"""

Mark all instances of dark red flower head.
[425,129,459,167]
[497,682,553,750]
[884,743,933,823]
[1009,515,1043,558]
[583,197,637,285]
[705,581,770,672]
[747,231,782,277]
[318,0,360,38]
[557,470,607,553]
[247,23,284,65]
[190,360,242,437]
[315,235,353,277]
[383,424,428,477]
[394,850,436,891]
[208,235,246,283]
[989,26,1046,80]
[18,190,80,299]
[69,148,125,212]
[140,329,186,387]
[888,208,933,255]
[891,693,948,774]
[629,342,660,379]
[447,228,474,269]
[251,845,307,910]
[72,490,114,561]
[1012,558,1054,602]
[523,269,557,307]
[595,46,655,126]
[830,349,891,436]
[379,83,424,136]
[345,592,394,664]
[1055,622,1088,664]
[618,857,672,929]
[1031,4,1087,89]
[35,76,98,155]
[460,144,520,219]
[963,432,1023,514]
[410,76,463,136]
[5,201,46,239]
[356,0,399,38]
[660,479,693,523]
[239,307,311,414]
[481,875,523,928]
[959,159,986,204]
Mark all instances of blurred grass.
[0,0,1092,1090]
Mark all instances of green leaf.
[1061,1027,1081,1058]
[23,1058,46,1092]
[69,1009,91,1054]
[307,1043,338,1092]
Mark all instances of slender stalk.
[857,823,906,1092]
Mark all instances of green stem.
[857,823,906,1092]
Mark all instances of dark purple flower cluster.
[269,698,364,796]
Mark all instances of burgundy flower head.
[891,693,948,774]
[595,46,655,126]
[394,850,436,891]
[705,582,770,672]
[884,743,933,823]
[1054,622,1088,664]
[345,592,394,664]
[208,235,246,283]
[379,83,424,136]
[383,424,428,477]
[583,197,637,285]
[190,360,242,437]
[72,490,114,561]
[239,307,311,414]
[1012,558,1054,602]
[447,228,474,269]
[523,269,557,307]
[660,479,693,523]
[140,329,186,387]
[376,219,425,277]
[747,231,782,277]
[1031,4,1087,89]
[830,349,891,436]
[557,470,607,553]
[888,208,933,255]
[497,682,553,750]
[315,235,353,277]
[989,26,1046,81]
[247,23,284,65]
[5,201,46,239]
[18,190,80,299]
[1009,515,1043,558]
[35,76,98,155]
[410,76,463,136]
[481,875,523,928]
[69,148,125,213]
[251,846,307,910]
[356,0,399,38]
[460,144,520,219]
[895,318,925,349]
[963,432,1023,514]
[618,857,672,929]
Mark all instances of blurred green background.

"""

Please gather every line from the records above that contains the word "green" and copy each one out in full.

Mark all instances of green leaf.
Mark all instances of green stem.
Mark all instances of blurred green background.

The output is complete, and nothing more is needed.